===== Given data
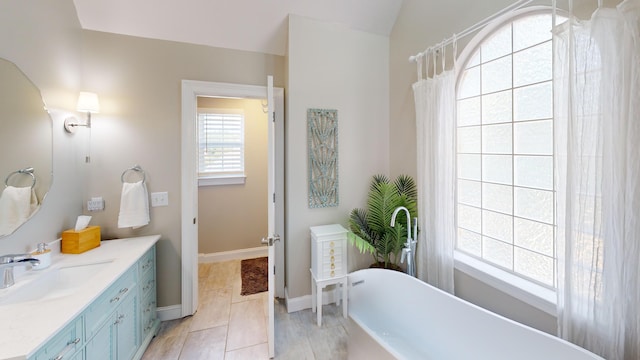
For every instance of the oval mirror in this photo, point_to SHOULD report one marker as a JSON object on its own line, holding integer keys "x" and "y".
{"x": 26, "y": 149}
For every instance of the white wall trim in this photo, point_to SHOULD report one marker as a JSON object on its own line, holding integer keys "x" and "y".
{"x": 304, "y": 302}
{"x": 233, "y": 255}
{"x": 172, "y": 312}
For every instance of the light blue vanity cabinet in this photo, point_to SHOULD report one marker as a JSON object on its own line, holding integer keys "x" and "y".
{"x": 67, "y": 344}
{"x": 147, "y": 271}
{"x": 112, "y": 320}
{"x": 117, "y": 338}
{"x": 118, "y": 325}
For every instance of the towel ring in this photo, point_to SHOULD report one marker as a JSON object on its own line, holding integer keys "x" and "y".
{"x": 135, "y": 168}
{"x": 28, "y": 171}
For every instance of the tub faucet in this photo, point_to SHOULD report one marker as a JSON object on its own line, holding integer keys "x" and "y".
{"x": 410, "y": 246}
{"x": 8, "y": 262}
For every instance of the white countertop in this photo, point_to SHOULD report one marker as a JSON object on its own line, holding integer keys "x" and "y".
{"x": 24, "y": 327}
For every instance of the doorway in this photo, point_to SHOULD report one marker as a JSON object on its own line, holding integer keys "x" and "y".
{"x": 191, "y": 90}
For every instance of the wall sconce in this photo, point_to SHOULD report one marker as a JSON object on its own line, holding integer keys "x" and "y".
{"x": 87, "y": 102}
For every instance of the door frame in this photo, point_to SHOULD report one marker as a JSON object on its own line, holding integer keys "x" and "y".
{"x": 191, "y": 89}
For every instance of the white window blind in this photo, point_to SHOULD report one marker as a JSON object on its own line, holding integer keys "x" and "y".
{"x": 220, "y": 143}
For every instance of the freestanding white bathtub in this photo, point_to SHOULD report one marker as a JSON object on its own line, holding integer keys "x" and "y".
{"x": 395, "y": 316}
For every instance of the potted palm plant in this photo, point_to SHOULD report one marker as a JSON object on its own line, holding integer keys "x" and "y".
{"x": 371, "y": 230}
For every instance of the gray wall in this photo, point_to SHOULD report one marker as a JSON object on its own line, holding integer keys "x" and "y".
{"x": 43, "y": 39}
{"x": 332, "y": 67}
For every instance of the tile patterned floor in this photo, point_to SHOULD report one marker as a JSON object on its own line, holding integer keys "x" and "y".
{"x": 233, "y": 327}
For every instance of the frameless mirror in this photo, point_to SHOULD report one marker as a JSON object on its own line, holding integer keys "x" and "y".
{"x": 26, "y": 149}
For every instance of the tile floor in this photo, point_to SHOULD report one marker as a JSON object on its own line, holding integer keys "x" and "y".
{"x": 230, "y": 326}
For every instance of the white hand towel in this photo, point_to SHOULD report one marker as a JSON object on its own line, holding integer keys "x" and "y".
{"x": 16, "y": 206}
{"x": 134, "y": 205}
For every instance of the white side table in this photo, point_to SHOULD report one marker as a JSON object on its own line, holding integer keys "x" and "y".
{"x": 328, "y": 264}
{"x": 316, "y": 294}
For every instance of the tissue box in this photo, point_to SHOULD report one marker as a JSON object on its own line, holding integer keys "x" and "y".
{"x": 77, "y": 242}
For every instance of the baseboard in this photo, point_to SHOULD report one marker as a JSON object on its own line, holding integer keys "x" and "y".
{"x": 233, "y": 255}
{"x": 329, "y": 296}
{"x": 170, "y": 312}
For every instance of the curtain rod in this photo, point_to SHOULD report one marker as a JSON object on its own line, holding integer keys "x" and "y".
{"x": 472, "y": 29}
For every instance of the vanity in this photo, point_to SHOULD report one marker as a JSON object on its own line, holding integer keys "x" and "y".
{"x": 100, "y": 304}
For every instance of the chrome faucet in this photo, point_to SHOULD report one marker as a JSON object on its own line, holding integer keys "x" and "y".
{"x": 8, "y": 262}
{"x": 410, "y": 246}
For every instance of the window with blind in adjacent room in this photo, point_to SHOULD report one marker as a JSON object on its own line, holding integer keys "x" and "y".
{"x": 220, "y": 146}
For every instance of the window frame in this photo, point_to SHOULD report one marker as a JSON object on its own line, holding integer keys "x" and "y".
{"x": 234, "y": 177}
{"x": 529, "y": 291}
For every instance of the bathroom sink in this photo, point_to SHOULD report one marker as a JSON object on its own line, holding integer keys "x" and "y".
{"x": 53, "y": 283}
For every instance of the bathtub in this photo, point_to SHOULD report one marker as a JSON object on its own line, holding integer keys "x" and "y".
{"x": 395, "y": 316}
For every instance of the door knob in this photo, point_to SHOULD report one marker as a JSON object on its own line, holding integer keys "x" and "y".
{"x": 270, "y": 240}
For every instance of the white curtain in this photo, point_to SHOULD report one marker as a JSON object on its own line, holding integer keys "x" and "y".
{"x": 597, "y": 132}
{"x": 435, "y": 125}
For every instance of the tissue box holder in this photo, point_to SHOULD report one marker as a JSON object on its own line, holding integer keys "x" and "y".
{"x": 77, "y": 242}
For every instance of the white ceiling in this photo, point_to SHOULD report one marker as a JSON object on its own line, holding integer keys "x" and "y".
{"x": 251, "y": 25}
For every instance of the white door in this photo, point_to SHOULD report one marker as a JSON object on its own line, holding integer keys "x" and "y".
{"x": 271, "y": 228}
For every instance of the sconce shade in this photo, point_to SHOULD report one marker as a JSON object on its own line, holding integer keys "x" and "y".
{"x": 88, "y": 102}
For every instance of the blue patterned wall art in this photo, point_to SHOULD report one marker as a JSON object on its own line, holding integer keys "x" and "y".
{"x": 322, "y": 136}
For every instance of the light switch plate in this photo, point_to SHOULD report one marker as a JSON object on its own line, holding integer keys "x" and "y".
{"x": 95, "y": 204}
{"x": 160, "y": 199}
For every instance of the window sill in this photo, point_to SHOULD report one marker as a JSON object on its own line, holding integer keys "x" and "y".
{"x": 222, "y": 180}
{"x": 530, "y": 293}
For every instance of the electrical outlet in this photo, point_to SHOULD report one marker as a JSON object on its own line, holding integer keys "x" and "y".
{"x": 160, "y": 199}
{"x": 95, "y": 204}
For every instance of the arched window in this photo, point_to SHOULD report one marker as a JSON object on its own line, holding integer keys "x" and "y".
{"x": 505, "y": 209}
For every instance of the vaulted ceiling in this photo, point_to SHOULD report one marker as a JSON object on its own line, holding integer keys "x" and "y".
{"x": 251, "y": 25}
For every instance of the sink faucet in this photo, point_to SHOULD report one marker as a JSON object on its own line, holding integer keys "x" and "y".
{"x": 410, "y": 246}
{"x": 8, "y": 262}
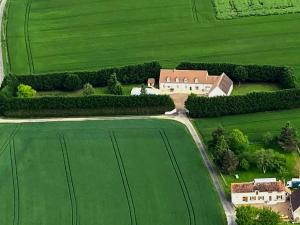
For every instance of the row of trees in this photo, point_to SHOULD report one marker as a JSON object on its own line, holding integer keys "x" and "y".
{"x": 252, "y": 73}
{"x": 230, "y": 150}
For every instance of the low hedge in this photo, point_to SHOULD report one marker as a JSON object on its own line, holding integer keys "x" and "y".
{"x": 131, "y": 74}
{"x": 256, "y": 73}
{"x": 90, "y": 105}
{"x": 250, "y": 103}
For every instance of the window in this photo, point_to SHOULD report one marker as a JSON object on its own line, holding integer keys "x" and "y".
{"x": 261, "y": 198}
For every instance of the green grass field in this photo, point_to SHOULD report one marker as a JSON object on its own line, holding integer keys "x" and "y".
{"x": 227, "y": 9}
{"x": 55, "y": 35}
{"x": 246, "y": 88}
{"x": 104, "y": 172}
{"x": 253, "y": 125}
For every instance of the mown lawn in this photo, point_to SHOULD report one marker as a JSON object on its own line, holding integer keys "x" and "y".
{"x": 57, "y": 35}
{"x": 104, "y": 172}
{"x": 246, "y": 88}
{"x": 253, "y": 125}
{"x": 98, "y": 91}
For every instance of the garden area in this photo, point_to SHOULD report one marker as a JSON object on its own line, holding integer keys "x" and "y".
{"x": 246, "y": 88}
{"x": 258, "y": 145}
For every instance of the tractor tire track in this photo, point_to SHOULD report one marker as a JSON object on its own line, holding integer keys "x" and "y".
{"x": 6, "y": 142}
{"x": 27, "y": 39}
{"x": 71, "y": 188}
{"x": 15, "y": 179}
{"x": 181, "y": 181}
{"x": 128, "y": 193}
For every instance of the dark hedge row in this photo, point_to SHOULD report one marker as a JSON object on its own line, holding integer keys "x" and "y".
{"x": 250, "y": 103}
{"x": 256, "y": 73}
{"x": 132, "y": 74}
{"x": 91, "y": 105}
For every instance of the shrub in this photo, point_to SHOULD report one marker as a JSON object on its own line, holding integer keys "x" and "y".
{"x": 268, "y": 138}
{"x": 25, "y": 91}
{"x": 88, "y": 89}
{"x": 72, "y": 82}
{"x": 114, "y": 86}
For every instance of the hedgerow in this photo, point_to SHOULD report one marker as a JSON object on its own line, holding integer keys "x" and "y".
{"x": 250, "y": 103}
{"x": 256, "y": 73}
{"x": 88, "y": 105}
{"x": 132, "y": 74}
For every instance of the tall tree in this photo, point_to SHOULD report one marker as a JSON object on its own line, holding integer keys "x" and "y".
{"x": 241, "y": 74}
{"x": 238, "y": 141}
{"x": 114, "y": 86}
{"x": 288, "y": 138}
{"x": 264, "y": 159}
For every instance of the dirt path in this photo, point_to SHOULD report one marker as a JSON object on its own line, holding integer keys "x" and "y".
{"x": 182, "y": 118}
{"x": 2, "y": 7}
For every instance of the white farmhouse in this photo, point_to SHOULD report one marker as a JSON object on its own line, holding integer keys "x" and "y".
{"x": 295, "y": 205}
{"x": 194, "y": 81}
{"x": 266, "y": 191}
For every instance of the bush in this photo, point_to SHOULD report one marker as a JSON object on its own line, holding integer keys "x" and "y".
{"x": 25, "y": 91}
{"x": 250, "y": 103}
{"x": 132, "y": 74}
{"x": 72, "y": 82}
{"x": 255, "y": 73}
{"x": 89, "y": 105}
{"x": 88, "y": 89}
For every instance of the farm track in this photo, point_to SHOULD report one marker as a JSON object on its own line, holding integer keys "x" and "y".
{"x": 27, "y": 39}
{"x": 4, "y": 10}
{"x": 184, "y": 189}
{"x": 16, "y": 189}
{"x": 6, "y": 142}
{"x": 71, "y": 188}
{"x": 123, "y": 174}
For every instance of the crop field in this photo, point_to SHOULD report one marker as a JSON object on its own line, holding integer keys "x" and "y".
{"x": 54, "y": 35}
{"x": 104, "y": 172}
{"x": 228, "y": 9}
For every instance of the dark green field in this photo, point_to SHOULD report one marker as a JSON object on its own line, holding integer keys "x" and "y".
{"x": 131, "y": 172}
{"x": 57, "y": 35}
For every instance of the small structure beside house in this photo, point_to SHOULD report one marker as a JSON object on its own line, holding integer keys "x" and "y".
{"x": 266, "y": 191}
{"x": 151, "y": 82}
{"x": 294, "y": 183}
{"x": 295, "y": 205}
{"x": 195, "y": 81}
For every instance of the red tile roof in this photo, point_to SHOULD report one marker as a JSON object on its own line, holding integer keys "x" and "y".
{"x": 252, "y": 187}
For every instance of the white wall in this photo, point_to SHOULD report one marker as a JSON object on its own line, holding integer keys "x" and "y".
{"x": 259, "y": 197}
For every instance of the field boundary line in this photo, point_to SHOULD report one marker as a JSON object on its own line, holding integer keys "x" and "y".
{"x": 125, "y": 182}
{"x": 178, "y": 173}
{"x": 71, "y": 188}
{"x": 27, "y": 39}
{"x": 6, "y": 142}
{"x": 15, "y": 180}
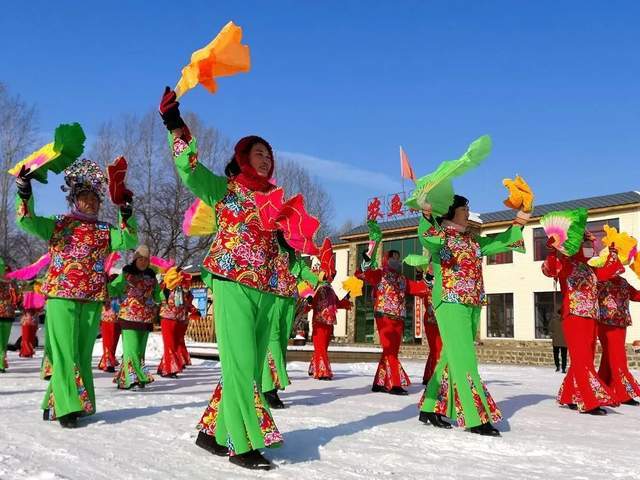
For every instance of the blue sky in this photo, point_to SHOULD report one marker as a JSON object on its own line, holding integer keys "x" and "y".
{"x": 339, "y": 85}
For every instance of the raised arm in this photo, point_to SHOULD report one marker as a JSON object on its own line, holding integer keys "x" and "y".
{"x": 31, "y": 223}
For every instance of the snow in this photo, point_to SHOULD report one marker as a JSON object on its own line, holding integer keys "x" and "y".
{"x": 337, "y": 429}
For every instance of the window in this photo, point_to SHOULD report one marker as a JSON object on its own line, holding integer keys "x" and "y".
{"x": 500, "y": 315}
{"x": 597, "y": 228}
{"x": 546, "y": 307}
{"x": 364, "y": 306}
{"x": 500, "y": 258}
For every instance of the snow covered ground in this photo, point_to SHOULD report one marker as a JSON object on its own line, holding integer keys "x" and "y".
{"x": 337, "y": 429}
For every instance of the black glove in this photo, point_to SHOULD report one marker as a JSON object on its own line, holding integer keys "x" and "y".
{"x": 169, "y": 110}
{"x": 23, "y": 183}
{"x": 126, "y": 211}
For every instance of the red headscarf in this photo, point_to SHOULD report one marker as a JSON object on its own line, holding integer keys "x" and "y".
{"x": 248, "y": 175}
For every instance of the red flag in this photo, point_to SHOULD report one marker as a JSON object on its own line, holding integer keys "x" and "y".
{"x": 405, "y": 167}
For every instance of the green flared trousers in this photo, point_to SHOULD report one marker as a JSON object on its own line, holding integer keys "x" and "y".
{"x": 72, "y": 328}
{"x": 456, "y": 390}
{"x": 274, "y": 371}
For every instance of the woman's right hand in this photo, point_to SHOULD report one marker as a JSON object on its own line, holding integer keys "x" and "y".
{"x": 170, "y": 111}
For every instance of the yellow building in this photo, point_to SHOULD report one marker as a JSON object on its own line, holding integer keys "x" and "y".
{"x": 520, "y": 298}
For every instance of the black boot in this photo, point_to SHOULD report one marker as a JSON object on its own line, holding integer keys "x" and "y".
{"x": 485, "y": 429}
{"x": 398, "y": 391}
{"x": 69, "y": 421}
{"x": 273, "y": 399}
{"x": 596, "y": 411}
{"x": 434, "y": 419}
{"x": 209, "y": 443}
{"x": 252, "y": 460}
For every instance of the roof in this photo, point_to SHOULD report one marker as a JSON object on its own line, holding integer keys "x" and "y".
{"x": 603, "y": 201}
{"x": 590, "y": 203}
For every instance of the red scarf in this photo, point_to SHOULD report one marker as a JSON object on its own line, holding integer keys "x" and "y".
{"x": 248, "y": 176}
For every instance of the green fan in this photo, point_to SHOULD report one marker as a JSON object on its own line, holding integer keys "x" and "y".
{"x": 566, "y": 228}
{"x": 437, "y": 184}
{"x": 67, "y": 146}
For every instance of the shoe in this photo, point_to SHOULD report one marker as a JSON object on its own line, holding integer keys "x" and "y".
{"x": 598, "y": 411}
{"x": 398, "y": 391}
{"x": 434, "y": 419}
{"x": 273, "y": 399}
{"x": 252, "y": 460}
{"x": 486, "y": 429}
{"x": 69, "y": 421}
{"x": 209, "y": 443}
==========
Set task >> Extract every line from the one containing "For every instance of the red scarf" through the last line of the data, inclusive, exactly as written.

Answer to this problem >>
For every instance of the red scarf in this photo, point_to SHOULD report one marker as a JSON object on its own line, holding integer keys "x" and "y".
{"x": 248, "y": 176}
For every instance of the green fan in this photo, point_to SHOULD report one marker as a JSON object on its own line, holding integer keys "x" and "y".
{"x": 566, "y": 228}
{"x": 437, "y": 184}
{"x": 67, "y": 146}
For every instance of the shoe in this photo, point_to SHOULD report one marker as a JSON object on its own line, holding integer keys "x" and "y".
{"x": 598, "y": 411}
{"x": 398, "y": 391}
{"x": 434, "y": 419}
{"x": 273, "y": 399}
{"x": 252, "y": 460}
{"x": 486, "y": 429}
{"x": 69, "y": 421}
{"x": 209, "y": 443}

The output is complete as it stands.